### Supplied text
<div class="frontmatter text-center">
<h1>Introduction to Data Science and Programming</h1>
<h2>Lecture 6: Python Crash Course - Strings, text, and IO</h2>
<h3>IT University of Copenhagen, Fall 2023</h3>
<h3>Instructor: Anastassia Vybornova</h3>
</div>

# Recap of last time

* modulo `%` operator: `x % y` returns the remainder of the division `x/y` 
* assignment operators `+=, -=, *=, /=`: "add/subtract/multiply/divide" and assign
* `None` object (absence of everything)



# Recap of last time

## Update on functions
* returning multiple values: `return value1, value2`
* **"parameter"** = temporary variable declared in the function **definition** `def function_name(parameter_name): ...`
* **"argument"** = value passed into the function **call** `function_name(argument_value)`
* functions can take several parameters `def function_name(param1, param2, param3, ...)`
* there are required and optional parameters 
    * required: `def function_name(req_param)`
    * optional: `def function_name(opt_param=default_value)` - optional parameters need a default value!

### Record excerpts
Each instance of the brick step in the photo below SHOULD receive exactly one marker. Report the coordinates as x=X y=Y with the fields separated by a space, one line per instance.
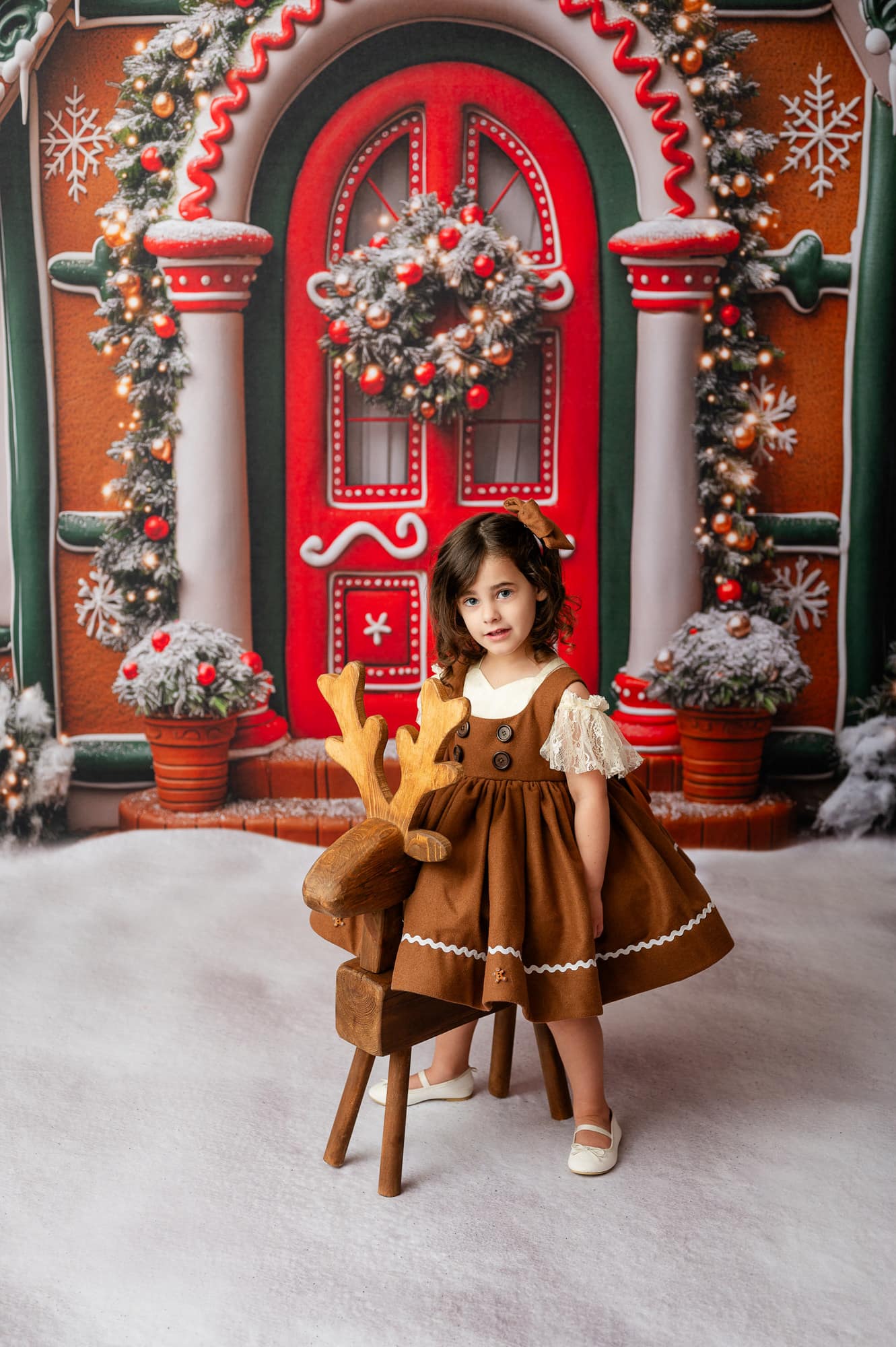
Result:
x=761 y=825
x=315 y=822
x=303 y=770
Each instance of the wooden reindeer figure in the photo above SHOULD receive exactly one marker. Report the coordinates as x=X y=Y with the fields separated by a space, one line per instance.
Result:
x=357 y=890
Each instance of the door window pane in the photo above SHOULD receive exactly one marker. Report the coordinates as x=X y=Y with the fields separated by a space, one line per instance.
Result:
x=376 y=442
x=513 y=447
x=501 y=177
x=384 y=187
x=506 y=441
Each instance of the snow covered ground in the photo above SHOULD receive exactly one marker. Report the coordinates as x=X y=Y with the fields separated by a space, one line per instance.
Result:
x=170 y=1073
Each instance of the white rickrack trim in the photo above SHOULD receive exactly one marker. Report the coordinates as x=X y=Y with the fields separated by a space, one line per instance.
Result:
x=662 y=940
x=448 y=949
x=557 y=968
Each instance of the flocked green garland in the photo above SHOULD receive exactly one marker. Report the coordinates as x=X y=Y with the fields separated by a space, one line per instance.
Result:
x=141 y=331
x=727 y=424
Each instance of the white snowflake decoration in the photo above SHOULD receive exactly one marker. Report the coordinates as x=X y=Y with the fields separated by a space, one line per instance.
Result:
x=805 y=595
x=819 y=133
x=377 y=627
x=100 y=607
x=82 y=143
x=769 y=410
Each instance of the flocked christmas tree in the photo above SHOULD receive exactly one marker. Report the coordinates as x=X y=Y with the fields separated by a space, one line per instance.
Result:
x=35 y=767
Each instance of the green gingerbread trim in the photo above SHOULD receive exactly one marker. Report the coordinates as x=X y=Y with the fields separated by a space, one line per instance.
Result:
x=871 y=577
x=794 y=754
x=808 y=273
x=801 y=530
x=28 y=425
x=83 y=531
x=110 y=762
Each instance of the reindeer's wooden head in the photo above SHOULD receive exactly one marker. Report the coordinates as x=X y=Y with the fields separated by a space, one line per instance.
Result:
x=373 y=867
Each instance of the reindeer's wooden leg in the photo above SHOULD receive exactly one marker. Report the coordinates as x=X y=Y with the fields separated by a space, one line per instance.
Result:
x=393 y=1125
x=552 y=1070
x=349 y=1107
x=502 y=1051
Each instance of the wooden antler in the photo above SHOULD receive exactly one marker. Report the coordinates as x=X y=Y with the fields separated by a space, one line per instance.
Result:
x=420 y=751
x=359 y=752
x=364 y=739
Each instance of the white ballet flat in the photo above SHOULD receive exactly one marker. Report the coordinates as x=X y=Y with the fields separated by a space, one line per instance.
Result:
x=595 y=1160
x=454 y=1090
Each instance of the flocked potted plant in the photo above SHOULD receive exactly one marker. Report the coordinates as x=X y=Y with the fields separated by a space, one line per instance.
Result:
x=190 y=681
x=727 y=674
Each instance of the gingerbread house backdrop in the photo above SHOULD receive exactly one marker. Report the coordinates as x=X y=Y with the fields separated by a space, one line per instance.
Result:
x=306 y=522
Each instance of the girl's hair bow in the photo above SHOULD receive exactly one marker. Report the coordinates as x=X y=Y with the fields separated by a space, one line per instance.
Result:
x=548 y=534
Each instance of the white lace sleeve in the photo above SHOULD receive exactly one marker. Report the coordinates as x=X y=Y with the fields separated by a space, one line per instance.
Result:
x=436 y=670
x=583 y=739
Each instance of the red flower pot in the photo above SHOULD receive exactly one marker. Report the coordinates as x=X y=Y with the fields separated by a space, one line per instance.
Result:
x=190 y=760
x=722 y=752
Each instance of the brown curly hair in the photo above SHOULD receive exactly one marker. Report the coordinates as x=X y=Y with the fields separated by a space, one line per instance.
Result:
x=460 y=557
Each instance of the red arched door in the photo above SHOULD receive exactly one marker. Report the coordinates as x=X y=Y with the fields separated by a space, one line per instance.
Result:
x=370 y=496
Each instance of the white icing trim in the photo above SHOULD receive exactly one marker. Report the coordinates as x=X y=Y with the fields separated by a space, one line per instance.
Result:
x=314 y=553
x=559 y=968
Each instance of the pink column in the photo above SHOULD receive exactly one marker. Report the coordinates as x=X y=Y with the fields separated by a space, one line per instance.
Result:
x=673 y=267
x=209 y=267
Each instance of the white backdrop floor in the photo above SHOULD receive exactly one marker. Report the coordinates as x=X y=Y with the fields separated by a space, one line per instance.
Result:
x=171 y=1072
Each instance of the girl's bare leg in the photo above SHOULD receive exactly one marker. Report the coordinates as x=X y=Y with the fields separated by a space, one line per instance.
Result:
x=582 y=1049
x=450 y=1058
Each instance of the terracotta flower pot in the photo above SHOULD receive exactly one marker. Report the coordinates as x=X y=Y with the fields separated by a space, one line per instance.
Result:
x=723 y=752
x=190 y=760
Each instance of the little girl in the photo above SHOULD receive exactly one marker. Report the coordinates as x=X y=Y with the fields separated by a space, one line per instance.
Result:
x=561 y=891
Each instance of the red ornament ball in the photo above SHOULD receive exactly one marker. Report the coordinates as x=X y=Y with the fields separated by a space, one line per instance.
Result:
x=151 y=160
x=164 y=325
x=411 y=273
x=156 y=529
x=477 y=398
x=728 y=592
x=373 y=381
x=339 y=332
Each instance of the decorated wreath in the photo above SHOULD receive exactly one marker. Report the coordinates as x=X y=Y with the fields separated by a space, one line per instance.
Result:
x=382 y=300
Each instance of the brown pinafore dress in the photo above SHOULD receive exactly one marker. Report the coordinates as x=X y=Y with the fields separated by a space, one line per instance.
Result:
x=508 y=918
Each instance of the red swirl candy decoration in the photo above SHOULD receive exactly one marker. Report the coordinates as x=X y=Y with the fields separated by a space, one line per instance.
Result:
x=194 y=205
x=662 y=104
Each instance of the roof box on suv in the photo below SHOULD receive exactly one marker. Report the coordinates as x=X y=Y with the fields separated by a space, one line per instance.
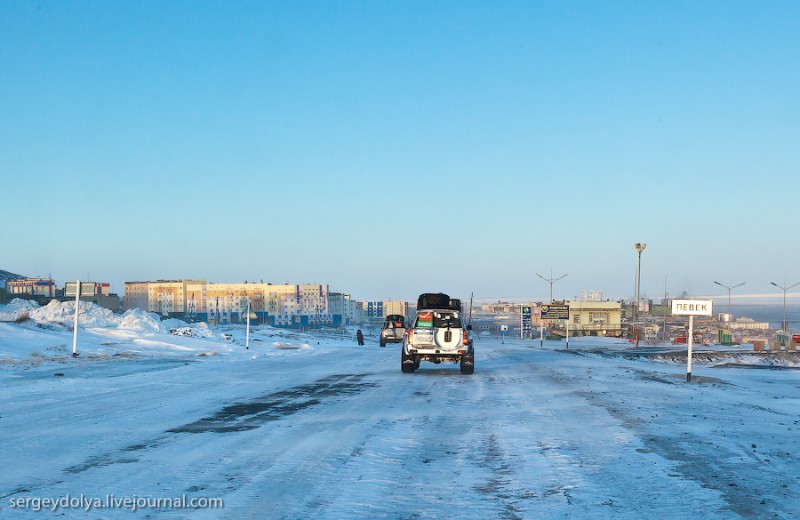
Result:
x=433 y=301
x=437 y=301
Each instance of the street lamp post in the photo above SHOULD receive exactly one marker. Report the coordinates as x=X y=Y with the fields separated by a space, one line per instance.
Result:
x=730 y=288
x=785 y=325
x=551 y=281
x=639 y=248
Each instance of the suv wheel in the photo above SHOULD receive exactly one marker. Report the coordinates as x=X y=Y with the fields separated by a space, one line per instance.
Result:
x=407 y=363
x=468 y=363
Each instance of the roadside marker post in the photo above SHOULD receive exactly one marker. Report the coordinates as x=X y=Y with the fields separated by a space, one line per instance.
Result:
x=691 y=308
x=75 y=323
x=247 y=332
x=541 y=334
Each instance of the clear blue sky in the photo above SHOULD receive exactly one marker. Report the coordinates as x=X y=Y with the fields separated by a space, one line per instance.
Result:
x=392 y=148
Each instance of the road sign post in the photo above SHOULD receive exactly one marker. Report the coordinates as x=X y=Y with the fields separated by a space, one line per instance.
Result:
x=75 y=323
x=691 y=308
x=526 y=323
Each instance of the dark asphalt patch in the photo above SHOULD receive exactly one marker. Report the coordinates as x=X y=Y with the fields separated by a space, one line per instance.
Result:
x=271 y=407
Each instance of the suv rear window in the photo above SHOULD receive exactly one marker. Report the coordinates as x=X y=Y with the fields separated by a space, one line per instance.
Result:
x=427 y=320
x=443 y=320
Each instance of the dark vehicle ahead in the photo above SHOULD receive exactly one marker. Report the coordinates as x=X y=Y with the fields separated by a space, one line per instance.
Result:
x=438 y=335
x=394 y=329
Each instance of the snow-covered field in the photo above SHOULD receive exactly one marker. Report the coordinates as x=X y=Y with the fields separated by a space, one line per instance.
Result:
x=305 y=425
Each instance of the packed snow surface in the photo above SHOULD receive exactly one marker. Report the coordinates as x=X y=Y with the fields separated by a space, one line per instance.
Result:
x=313 y=426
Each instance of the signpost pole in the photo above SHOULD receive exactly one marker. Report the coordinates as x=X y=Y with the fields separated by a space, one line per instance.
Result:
x=541 y=331
x=75 y=323
x=247 y=332
x=689 y=355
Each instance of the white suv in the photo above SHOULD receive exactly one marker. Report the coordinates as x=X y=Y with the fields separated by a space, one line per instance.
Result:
x=438 y=335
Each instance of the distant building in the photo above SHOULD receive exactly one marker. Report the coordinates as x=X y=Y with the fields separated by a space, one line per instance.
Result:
x=135 y=296
x=5 y=276
x=592 y=318
x=284 y=305
x=94 y=292
x=165 y=297
x=747 y=324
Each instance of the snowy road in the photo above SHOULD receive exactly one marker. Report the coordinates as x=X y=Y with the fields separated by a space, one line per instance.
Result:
x=337 y=431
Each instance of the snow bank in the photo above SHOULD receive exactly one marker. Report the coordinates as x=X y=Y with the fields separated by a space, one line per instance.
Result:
x=290 y=346
x=92 y=315
x=17 y=309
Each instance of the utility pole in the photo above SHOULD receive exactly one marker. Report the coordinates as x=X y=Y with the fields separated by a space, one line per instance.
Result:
x=639 y=248
x=551 y=281
x=785 y=324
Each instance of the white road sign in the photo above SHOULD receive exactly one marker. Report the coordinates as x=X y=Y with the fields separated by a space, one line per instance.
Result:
x=691 y=307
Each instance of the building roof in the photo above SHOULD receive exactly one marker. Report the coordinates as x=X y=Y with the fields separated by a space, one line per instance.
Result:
x=5 y=275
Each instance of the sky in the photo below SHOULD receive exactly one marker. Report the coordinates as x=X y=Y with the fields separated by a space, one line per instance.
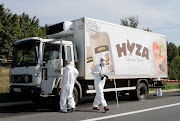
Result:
x=161 y=16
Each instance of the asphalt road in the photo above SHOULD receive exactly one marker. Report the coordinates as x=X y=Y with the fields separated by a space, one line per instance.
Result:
x=165 y=108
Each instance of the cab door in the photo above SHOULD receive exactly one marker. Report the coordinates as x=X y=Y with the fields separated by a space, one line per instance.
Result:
x=69 y=55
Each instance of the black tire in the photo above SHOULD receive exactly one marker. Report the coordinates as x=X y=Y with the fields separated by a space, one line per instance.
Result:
x=36 y=99
x=75 y=95
x=140 y=93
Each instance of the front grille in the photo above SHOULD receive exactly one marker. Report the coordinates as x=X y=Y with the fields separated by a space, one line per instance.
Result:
x=21 y=78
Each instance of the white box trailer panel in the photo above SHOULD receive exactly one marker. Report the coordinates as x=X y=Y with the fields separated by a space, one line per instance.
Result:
x=129 y=53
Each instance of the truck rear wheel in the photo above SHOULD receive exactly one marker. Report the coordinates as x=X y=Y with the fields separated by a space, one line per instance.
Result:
x=140 y=93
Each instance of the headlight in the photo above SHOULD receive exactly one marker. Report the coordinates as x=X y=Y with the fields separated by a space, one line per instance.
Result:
x=26 y=78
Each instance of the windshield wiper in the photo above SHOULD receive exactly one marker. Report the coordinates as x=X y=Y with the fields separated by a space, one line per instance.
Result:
x=20 y=61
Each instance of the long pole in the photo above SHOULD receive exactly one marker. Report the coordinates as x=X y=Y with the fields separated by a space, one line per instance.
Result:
x=116 y=93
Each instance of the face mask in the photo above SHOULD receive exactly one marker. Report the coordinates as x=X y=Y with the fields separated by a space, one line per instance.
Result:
x=103 y=63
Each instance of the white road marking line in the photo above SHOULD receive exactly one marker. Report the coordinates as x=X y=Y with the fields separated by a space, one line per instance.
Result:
x=129 y=113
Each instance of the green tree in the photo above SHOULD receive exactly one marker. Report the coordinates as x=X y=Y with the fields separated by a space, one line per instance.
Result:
x=132 y=21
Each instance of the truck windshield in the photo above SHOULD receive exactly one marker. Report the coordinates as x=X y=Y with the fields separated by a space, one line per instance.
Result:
x=25 y=53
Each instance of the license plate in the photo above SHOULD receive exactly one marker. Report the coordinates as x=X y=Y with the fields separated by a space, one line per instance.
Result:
x=17 y=89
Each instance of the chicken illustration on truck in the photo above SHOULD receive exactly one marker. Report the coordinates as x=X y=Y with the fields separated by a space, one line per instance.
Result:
x=135 y=59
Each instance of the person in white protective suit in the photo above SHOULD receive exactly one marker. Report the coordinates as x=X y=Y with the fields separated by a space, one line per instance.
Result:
x=69 y=75
x=99 y=71
x=158 y=91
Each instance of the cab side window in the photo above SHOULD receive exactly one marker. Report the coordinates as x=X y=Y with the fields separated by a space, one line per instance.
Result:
x=51 y=51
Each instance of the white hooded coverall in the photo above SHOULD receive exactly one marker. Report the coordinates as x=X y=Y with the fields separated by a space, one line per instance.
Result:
x=158 y=91
x=99 y=85
x=69 y=75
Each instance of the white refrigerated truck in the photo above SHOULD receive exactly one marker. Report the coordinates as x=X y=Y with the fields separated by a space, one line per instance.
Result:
x=135 y=59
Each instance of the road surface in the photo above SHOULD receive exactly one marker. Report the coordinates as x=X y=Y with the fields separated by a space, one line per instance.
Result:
x=165 y=108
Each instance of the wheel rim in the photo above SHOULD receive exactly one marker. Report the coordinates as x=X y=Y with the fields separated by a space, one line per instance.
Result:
x=142 y=92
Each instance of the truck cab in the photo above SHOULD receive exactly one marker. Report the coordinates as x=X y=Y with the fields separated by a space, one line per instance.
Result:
x=37 y=68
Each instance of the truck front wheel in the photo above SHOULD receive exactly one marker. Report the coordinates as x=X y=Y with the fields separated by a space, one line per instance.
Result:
x=140 y=93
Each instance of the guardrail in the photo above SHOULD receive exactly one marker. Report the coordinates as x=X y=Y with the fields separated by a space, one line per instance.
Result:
x=170 y=80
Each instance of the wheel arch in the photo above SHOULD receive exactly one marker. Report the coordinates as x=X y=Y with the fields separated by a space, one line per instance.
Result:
x=143 y=81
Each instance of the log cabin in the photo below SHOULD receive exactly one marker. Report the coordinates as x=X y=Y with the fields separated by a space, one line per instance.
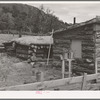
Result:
x=84 y=40
x=24 y=46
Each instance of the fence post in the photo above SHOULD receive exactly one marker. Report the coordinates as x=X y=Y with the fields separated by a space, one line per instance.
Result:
x=84 y=81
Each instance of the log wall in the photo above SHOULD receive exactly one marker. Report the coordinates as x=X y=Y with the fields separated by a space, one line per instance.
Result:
x=87 y=36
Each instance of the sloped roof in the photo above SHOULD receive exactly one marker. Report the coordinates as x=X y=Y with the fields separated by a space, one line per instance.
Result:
x=27 y=40
x=92 y=21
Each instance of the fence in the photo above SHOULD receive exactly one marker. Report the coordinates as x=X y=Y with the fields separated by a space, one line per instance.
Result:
x=85 y=82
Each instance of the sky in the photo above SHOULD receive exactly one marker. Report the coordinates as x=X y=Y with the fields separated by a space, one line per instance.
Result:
x=67 y=11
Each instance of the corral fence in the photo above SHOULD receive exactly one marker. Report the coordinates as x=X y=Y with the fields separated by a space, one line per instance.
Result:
x=85 y=82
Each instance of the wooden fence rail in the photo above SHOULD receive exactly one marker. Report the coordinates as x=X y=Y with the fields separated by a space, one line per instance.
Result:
x=60 y=84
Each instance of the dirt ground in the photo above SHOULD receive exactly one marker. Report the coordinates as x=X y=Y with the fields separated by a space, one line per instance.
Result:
x=14 y=71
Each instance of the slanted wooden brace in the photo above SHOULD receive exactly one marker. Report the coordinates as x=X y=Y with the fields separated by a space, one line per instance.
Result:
x=67 y=57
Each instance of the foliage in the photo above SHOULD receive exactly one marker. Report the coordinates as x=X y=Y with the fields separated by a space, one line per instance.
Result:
x=27 y=18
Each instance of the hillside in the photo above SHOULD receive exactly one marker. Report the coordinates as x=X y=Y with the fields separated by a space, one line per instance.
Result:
x=22 y=17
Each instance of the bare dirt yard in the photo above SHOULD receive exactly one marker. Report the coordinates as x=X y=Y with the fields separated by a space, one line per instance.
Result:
x=15 y=71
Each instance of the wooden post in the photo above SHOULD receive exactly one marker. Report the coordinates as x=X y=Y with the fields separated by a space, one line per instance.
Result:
x=84 y=81
x=40 y=76
x=69 y=67
x=96 y=66
x=63 y=68
x=49 y=49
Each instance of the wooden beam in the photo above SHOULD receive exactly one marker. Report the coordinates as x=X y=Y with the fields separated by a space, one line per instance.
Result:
x=49 y=84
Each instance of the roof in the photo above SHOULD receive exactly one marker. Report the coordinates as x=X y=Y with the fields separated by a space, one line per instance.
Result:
x=27 y=40
x=92 y=21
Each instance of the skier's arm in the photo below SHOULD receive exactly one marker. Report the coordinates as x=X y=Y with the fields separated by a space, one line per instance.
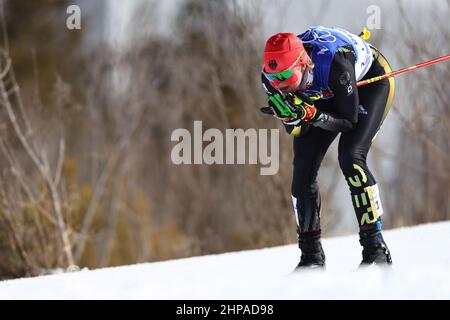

### Tasks
a – Decide whether each statement agrees with the lecture recap, answering yes or no and quoting the words from the recap that settle it. (i) The modulo operator gives the remainder of a division. (ii) Optional parameters may be declared without a default value. (iii) A function can return more than one value.
b – Condense the section of the lecture recap that begins "Update on functions" into a shorter list that keeps its main facts.
c – Carry on writing the lecture recap from the point where it ends.
The listing is separate material from the lecture recap.

### Answers per task
a –
(i) Yes: "`x % y` returns the remainder of the division `x/y`"
(ii) No: "optional parameters need a default value!"
(iii) Yes: "returning multiple values: `return value1, value2`"

b –
- A function can return several values: `return value1, value2`.
- A parameter is a temporary variable declared in the function definition. An argument is the value passed in the function call.
- A function can take several parameters.
- Parameters are either required (`def function_name(req_param)`) or optional (`def function_name(opt_param=default_value)`). Optional parameters must have a default value.

c –
* mixing required and optional parameters in a function call - **watch out for the right order!**

In [None]:
def sum_and_product(a, b, c):
    return a+b+c, a*b*c

sum_and_product(1,3,10) 

<hr>

Today we will learn:

* Built-in modules
* Text processing

**Introducing built-in modules**

# Some easy tasks in Python?
* Find the square root of 8.
* Randomly choose a number from 1 to 6. ("dice throw")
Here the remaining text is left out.